• _Problem_
Please retype the data in full and exactly; the pictures are not part of the copy.
______________________________
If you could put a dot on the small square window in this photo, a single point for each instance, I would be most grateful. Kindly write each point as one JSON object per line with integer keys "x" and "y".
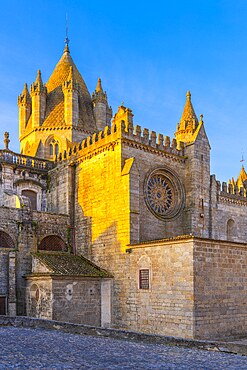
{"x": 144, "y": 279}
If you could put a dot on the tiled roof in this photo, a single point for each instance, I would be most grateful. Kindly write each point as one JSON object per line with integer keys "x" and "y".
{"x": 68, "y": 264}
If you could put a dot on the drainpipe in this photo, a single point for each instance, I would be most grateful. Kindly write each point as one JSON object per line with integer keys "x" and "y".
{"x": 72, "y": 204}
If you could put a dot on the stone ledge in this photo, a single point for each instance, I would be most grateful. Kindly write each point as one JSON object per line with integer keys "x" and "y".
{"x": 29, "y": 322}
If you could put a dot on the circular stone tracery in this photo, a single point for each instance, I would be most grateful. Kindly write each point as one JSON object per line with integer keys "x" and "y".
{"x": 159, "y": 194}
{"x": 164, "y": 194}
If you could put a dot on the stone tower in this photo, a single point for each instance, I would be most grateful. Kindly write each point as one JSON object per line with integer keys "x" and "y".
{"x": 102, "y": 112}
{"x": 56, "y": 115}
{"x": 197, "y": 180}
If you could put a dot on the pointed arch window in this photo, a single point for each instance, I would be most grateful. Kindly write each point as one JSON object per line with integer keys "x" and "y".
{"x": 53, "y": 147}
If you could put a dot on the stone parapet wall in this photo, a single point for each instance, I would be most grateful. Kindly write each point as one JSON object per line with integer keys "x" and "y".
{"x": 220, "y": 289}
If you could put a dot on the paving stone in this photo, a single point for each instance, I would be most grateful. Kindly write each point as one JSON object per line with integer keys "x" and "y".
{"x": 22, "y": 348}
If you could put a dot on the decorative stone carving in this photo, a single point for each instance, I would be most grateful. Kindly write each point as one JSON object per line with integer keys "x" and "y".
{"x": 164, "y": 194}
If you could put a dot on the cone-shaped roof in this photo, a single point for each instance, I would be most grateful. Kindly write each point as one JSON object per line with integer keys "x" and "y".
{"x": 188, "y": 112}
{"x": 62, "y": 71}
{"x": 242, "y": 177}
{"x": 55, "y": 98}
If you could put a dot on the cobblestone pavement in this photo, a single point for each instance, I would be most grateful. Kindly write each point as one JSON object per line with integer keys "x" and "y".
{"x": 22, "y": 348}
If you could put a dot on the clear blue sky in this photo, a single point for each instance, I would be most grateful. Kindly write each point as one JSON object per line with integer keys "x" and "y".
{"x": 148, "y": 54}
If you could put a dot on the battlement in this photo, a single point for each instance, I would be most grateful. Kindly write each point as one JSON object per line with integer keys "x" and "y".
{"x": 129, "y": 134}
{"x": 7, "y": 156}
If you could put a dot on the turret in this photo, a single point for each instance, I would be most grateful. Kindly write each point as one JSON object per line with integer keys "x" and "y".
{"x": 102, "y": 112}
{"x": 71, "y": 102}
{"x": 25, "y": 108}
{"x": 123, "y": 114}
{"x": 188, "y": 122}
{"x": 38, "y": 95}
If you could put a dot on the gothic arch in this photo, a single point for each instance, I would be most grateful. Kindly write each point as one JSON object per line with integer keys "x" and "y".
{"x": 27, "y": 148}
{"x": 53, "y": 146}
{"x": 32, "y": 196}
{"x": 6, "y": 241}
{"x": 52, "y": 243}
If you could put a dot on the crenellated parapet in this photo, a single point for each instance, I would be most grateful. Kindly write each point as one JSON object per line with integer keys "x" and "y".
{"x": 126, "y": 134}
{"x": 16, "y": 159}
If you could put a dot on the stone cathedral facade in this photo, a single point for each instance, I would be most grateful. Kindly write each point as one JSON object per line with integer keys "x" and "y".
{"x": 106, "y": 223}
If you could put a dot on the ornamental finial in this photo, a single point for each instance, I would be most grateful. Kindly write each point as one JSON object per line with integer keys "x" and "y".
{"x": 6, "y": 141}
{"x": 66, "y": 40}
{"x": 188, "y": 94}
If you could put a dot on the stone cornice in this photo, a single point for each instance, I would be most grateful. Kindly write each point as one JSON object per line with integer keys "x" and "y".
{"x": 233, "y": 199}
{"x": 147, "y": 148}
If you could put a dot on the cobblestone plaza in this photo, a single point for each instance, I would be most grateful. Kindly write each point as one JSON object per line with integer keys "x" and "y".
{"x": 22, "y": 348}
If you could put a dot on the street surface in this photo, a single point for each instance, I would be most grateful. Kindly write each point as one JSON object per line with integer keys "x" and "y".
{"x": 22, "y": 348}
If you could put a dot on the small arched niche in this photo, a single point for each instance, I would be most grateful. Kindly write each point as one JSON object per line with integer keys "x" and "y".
______________________________
• _Task answer_
If you could put a dot on the small square window in this photo, a single point for each instance, I would be most grateful. Kindly write each point as one JSON object per line with integer keys "x" and "y".
{"x": 144, "y": 279}
If you could put a dot on the tiled roof in this photo, a single point for each instance, I would be most grateful. Kindly write each point as one JSON object per line with integer keys "x" and "y".
{"x": 68, "y": 264}
If you could put a dot on the drainpipe in this photo, a single point for each instance, I would be most grateful. Kindly write each point as one JSON object per line with integer keys "x" and "y".
{"x": 72, "y": 204}
If you could put a dot on the stone ledge in this photo, a single point for each instance, I would be most grateful. Kindly write each point as one JSON object per line with integer keys "x" and "y".
{"x": 29, "y": 322}
If you could put a dot on the circular stone tracery in this photo, a single point for each instance, I would be most grateful. Kindly write each point as one JSON object per line with integer keys "x" and "y".
{"x": 159, "y": 194}
{"x": 164, "y": 194}
If you could put a dot on the stone tower in this photo, a single point for each instance, I would be most grateful. Kindly write each point as one JSON object per line with integer keys "x" and "y".
{"x": 102, "y": 112}
{"x": 56, "y": 115}
{"x": 197, "y": 180}
If you could put a dot on the pointed arch window in this photo, a single point for each instance, I would be most grateful. Kindly write each point as one JSON object per line with integer keys "x" and "y".
{"x": 53, "y": 147}
If you could put a dot on the stone parapet wall in this photo, a single point for each instance, I would be most grateful. Kindly write each point as one JSON object per line with integer keys "x" and "y".
{"x": 220, "y": 289}
If you could put a dot on the paving stone in this photo, a single point for each instance, I would be most grateful. Kindly write each point as one JSON object per line with integer keys "x" and "y".
{"x": 22, "y": 348}
If you could put a dot on the decorative stone carving in this photo, a single point for each instance, I would be most grateful. Kindly write each point as one JSON object per line with integer keys "x" and "y".
{"x": 164, "y": 194}
If you could put a dot on the cone-shaped roof in this photo, a single point for each instance, I would be most grateful. Kindly write each point as one JSON object per line with integer keys "x" and "y".
{"x": 188, "y": 112}
{"x": 62, "y": 71}
{"x": 242, "y": 177}
{"x": 55, "y": 98}
If you could put a dot on the cobblestone pavement in this photo, a single point for each instance, I would be most grateful. Kindly write each point as one JSON object per line with integer keys "x" and "y".
{"x": 22, "y": 348}
If you could put a dot on the clear blue sky in this photo, a single point for each instance, I would be most grateful. Kindly write each point as one JSON object per line with integer keys "x" and "y".
{"x": 148, "y": 54}
If you could put a dot on the battlement in this photo, a single point for each instance, I would be most grateful. Kindly write each point as one JSON object per line with integer keys "x" and "y".
{"x": 129, "y": 134}
{"x": 7, "y": 156}
If you could put a dot on the turret in this photo, a single point for each instance, I would be most grateful. Kindly write each point as one JSON object per line with integer keys "x" and "y".
{"x": 102, "y": 112}
{"x": 71, "y": 102}
{"x": 25, "y": 108}
{"x": 123, "y": 114}
{"x": 188, "y": 122}
{"x": 38, "y": 95}
If you could put a dot on the gothic arch in this photo, a single point for each instance, I would be most grateful. Kindly write each point as one JSON object per line with integer keys "x" and "y".
{"x": 27, "y": 148}
{"x": 53, "y": 146}
{"x": 32, "y": 196}
{"x": 6, "y": 241}
{"x": 52, "y": 243}
If you could put a dot on the crenellated parapet in this photo, a single point for each instance, I would be most grateful. Kindly write each point as one JSON object per line with integer keys "x" and "y".
{"x": 126, "y": 134}
{"x": 16, "y": 159}
If you could put a dot on the stone cathedral facade in this photo, a single point for each instance, I would be most grateful. Kindly write each point as one JSON object per line with integer keys "x" and "y".
{"x": 106, "y": 223}
If you could put a dot on the ornamental finial in this photo, a single point for each instance, I would be most grateful. Kindly write each point as one JSON object per line with integer keys "x" and "y".
{"x": 6, "y": 141}
{"x": 66, "y": 40}
{"x": 188, "y": 94}
If you could put a dot on the stone cornice in this photo, a single point for each instance, I would be most grateful. Kindly write each point as one JSON object per line with integer keys "x" and "y".
{"x": 233, "y": 199}
{"x": 147, "y": 148}
If you could put a dot on the cobblestone plaza in this photo, a single point for each instance, I would be most grateful. Kindly write each point as one JSON object per line with integer keys "x" and "y".
{"x": 22, "y": 348}
If you could put a dot on the street surface in this photo, a single point for each instance, I would be most grateful. Kindly write each point as one JSON object per line with integer keys "x" and "y".
{"x": 22, "y": 348}
If you could put a dot on the small arched niche in this photo, a single point for each instance, I would be most grateful. Kindly write each point as one JSON object per line with integer keys "x" and "y".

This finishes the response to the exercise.